*What you will do*: What lines of the data hold the string "farthest"? Copy them all.
────────────────
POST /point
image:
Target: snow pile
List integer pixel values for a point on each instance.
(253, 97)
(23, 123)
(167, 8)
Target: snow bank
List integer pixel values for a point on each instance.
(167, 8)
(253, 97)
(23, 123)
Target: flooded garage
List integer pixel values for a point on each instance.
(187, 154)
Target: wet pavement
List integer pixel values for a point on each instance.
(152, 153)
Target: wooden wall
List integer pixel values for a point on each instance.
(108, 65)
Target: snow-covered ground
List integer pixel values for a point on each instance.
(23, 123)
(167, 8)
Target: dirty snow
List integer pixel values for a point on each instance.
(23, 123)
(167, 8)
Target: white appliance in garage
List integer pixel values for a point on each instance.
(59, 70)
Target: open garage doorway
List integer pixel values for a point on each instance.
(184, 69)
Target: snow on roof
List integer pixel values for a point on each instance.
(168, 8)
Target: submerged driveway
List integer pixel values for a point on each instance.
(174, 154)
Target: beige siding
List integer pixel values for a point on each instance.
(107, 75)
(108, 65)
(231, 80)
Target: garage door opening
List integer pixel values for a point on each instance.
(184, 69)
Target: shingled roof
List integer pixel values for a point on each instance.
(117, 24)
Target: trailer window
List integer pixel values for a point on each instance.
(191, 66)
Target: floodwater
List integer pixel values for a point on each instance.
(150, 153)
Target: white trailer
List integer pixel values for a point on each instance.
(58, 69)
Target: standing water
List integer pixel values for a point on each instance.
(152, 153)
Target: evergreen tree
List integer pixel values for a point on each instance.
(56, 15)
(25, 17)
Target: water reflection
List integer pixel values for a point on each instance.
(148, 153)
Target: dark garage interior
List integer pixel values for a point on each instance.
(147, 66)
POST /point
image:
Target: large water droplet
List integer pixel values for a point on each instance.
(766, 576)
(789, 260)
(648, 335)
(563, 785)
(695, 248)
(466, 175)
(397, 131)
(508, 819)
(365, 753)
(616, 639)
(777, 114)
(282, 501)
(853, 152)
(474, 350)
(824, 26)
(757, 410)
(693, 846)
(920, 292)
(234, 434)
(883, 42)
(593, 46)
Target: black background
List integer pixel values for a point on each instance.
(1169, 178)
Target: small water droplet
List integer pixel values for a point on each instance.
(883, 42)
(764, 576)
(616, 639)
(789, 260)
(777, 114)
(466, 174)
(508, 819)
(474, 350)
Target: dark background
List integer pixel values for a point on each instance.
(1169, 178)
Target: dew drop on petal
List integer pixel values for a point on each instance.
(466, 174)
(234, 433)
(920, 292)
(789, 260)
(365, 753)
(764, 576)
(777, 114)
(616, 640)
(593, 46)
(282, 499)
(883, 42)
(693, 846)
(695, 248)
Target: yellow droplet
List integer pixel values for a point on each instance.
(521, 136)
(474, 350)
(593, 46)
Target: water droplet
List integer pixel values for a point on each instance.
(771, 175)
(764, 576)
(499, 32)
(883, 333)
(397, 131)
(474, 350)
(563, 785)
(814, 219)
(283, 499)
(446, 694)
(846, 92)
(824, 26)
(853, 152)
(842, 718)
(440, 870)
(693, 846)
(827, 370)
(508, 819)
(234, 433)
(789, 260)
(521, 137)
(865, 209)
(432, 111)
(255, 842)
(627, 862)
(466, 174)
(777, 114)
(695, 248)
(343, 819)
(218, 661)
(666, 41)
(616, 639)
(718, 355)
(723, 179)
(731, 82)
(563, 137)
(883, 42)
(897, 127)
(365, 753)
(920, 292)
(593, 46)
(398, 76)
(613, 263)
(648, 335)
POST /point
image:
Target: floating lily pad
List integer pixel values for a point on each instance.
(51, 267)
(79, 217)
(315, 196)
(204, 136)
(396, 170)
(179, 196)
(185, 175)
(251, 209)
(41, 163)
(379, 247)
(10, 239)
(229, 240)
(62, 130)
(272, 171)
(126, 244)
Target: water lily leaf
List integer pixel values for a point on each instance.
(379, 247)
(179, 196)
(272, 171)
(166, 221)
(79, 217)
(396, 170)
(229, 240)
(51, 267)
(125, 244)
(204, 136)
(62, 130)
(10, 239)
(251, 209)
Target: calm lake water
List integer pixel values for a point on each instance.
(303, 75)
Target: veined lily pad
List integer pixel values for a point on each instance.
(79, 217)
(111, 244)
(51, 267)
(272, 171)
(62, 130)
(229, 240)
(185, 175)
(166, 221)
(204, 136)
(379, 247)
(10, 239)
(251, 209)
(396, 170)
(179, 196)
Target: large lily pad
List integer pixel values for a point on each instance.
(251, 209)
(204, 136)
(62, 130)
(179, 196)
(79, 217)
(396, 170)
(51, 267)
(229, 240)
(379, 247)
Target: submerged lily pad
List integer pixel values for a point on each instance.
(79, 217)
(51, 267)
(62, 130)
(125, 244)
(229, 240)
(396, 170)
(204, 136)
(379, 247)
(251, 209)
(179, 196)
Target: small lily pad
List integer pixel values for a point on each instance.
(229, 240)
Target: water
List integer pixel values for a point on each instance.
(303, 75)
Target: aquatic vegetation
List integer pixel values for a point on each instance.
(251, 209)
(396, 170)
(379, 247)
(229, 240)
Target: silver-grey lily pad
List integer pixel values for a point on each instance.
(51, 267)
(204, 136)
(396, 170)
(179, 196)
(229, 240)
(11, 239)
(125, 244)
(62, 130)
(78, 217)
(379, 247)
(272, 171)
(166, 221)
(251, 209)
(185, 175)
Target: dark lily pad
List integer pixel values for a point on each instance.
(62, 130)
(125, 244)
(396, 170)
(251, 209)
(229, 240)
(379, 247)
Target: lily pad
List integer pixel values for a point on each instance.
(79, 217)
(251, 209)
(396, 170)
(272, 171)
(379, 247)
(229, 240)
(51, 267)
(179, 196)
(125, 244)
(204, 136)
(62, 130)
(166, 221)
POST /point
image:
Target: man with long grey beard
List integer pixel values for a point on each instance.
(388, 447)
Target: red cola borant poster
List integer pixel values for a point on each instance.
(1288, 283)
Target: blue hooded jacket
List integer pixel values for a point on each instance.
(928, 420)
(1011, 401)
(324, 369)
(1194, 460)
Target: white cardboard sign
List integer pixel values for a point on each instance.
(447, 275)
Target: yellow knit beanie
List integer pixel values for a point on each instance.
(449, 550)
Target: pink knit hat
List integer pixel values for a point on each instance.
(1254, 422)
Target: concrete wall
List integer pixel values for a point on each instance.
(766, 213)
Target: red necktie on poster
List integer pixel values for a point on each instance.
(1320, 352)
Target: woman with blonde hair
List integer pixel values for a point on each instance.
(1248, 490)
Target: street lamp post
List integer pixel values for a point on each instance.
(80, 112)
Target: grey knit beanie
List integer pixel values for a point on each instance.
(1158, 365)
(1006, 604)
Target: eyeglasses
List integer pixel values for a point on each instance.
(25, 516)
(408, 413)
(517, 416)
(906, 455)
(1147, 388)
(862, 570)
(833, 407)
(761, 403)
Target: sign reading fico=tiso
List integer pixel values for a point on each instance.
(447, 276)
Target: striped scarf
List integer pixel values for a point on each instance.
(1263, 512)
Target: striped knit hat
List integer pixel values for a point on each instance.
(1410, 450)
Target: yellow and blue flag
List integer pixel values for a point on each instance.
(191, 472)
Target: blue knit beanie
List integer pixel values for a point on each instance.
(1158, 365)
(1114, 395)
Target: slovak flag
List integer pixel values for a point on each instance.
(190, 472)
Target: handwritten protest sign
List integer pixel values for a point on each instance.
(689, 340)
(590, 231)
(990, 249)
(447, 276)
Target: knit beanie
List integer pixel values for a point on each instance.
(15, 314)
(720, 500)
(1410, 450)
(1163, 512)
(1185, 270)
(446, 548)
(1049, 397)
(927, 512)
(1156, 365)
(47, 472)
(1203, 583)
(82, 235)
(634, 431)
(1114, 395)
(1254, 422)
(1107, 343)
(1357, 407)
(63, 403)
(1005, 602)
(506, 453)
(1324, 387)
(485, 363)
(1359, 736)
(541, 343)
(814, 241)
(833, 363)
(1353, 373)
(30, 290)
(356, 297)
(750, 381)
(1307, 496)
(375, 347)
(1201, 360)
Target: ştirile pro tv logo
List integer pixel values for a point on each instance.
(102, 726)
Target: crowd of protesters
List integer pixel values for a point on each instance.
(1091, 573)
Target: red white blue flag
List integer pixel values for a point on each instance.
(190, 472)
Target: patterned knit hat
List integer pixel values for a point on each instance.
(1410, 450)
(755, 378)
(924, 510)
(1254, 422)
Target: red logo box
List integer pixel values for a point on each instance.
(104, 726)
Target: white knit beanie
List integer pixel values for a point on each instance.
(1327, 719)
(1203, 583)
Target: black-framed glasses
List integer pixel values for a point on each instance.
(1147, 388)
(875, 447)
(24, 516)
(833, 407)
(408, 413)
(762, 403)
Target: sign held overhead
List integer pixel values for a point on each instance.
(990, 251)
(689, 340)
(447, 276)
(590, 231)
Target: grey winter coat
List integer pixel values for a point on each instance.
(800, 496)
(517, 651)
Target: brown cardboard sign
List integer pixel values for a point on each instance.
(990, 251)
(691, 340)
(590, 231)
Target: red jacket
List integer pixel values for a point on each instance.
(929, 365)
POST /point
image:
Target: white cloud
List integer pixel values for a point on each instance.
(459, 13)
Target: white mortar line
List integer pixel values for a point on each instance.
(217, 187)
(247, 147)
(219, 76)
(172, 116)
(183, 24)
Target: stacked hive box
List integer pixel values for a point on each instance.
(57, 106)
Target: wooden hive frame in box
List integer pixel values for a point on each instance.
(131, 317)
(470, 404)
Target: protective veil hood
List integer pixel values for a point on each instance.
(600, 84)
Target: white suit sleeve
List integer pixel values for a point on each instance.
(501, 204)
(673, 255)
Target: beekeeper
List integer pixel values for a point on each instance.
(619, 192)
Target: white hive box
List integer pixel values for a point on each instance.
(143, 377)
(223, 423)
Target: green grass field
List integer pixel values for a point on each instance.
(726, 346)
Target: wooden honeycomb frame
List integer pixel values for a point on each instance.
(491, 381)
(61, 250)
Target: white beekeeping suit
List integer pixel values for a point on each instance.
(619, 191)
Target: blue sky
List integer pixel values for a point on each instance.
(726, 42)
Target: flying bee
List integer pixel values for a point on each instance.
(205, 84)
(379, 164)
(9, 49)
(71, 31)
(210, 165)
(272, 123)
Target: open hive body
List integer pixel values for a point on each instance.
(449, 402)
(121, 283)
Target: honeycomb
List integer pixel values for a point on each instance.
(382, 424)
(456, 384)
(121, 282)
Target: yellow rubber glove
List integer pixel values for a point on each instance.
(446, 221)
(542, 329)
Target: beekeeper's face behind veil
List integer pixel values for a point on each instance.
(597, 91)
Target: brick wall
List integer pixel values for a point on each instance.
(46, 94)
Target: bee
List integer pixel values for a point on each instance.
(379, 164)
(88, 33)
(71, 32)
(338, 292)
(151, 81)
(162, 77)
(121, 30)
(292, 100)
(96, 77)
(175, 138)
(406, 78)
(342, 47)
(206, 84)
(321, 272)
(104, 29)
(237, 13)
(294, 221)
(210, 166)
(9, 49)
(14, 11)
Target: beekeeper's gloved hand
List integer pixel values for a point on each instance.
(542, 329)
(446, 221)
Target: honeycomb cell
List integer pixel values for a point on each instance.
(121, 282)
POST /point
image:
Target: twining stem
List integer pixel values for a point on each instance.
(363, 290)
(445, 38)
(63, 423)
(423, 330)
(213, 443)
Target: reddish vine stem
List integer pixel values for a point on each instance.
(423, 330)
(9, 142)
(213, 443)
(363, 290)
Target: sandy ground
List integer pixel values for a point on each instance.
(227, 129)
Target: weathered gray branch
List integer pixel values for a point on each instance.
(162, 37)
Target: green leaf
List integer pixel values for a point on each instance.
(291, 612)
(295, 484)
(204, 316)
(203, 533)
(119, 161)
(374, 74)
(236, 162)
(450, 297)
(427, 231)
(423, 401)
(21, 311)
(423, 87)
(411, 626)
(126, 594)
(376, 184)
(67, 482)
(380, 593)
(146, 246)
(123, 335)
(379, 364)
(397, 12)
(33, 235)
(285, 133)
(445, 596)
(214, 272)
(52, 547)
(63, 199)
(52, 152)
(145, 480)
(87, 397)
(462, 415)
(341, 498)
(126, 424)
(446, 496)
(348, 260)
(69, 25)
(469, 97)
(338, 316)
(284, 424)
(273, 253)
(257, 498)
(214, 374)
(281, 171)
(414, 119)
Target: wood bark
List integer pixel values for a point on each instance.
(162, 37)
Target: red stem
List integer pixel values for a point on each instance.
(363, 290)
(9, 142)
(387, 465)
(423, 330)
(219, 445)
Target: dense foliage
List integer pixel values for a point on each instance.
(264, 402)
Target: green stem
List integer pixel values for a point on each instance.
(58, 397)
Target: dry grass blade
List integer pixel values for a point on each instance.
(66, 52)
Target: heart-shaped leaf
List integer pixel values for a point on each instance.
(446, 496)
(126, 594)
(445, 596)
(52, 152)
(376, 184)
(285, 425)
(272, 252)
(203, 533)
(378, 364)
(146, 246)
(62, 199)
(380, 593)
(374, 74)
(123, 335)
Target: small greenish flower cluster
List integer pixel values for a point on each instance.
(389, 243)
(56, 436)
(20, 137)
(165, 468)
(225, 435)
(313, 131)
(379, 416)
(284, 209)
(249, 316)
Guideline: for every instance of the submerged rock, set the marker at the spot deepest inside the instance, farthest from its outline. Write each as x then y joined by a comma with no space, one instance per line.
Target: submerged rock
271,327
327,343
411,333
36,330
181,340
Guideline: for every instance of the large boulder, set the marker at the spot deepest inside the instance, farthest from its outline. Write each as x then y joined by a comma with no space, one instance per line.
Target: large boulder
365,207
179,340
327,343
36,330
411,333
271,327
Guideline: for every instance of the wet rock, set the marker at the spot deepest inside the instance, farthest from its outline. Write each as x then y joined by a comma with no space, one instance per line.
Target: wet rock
────────────────
*Exercise solution*:
Guideline: for every instance of the submerged rock, set the marker at the spot deepest inside the instance, farthest from its outline. Write each as x then y joined by a comma with no space, one instance per line.
Guideline: for every instance of the large boulder, set the marker at the spot deepest inside the instance, farthest from its outline. Write each as x then y joined by a comma with no space, one instance per line.
Guideline: for every instance of the wet rock, set the marker at the spot deepest inside the instance, farthest from its outline. Write each as x then y joined by a comma with no space, one instance per line.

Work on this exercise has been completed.